── SOURCE RECORDS
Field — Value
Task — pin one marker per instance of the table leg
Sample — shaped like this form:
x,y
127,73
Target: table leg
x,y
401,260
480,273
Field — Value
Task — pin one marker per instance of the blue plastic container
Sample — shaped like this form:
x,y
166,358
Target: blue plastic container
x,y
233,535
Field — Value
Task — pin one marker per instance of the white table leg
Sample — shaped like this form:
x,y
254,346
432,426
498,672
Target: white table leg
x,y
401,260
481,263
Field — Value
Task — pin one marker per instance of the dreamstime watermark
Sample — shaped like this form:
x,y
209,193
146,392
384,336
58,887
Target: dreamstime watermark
────
── SOURCE RECORDS
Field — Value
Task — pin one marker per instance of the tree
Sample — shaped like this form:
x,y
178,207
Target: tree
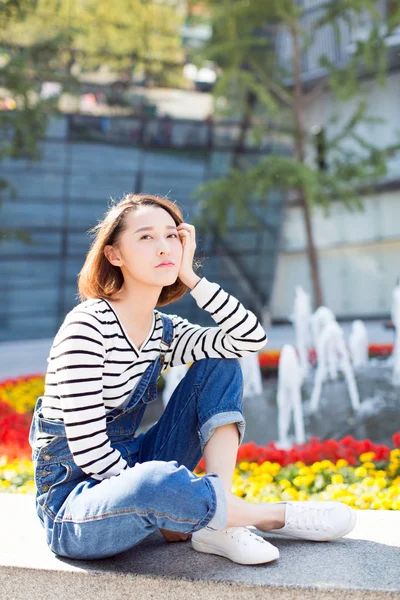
────
── SOURCE RECORDS
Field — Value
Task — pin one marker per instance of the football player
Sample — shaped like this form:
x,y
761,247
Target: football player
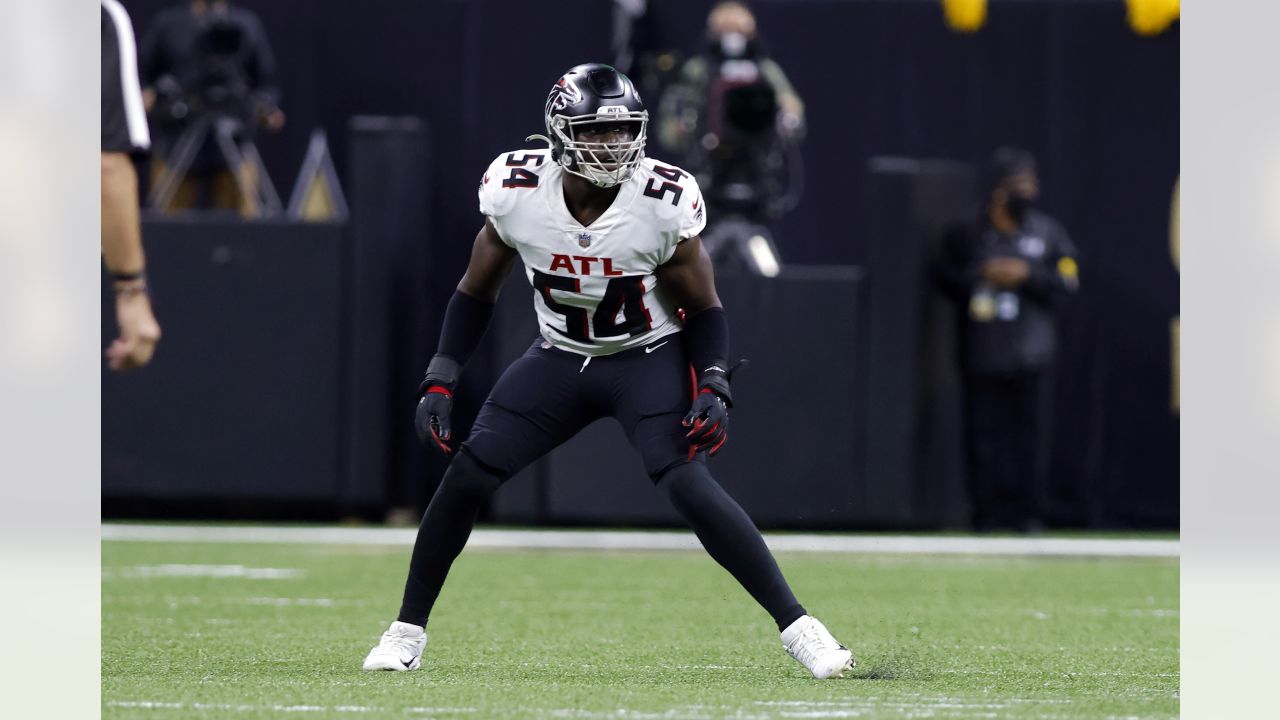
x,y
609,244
────
▸ WHAT YOU NEED TO DO: Throughout the data above, report every line that contains the string "instance".

▸ ANSWER BOX:
Task — pin one marker per instance of the table leg
Task — pin one marker per instance of the blue plastic container
Task — pin one marker per instance of the white table leg
Task — pin one marker per instance of the dreamstime watermark
Task — pin one marker per instance of the tree
Task — pin one marker per instance of the football player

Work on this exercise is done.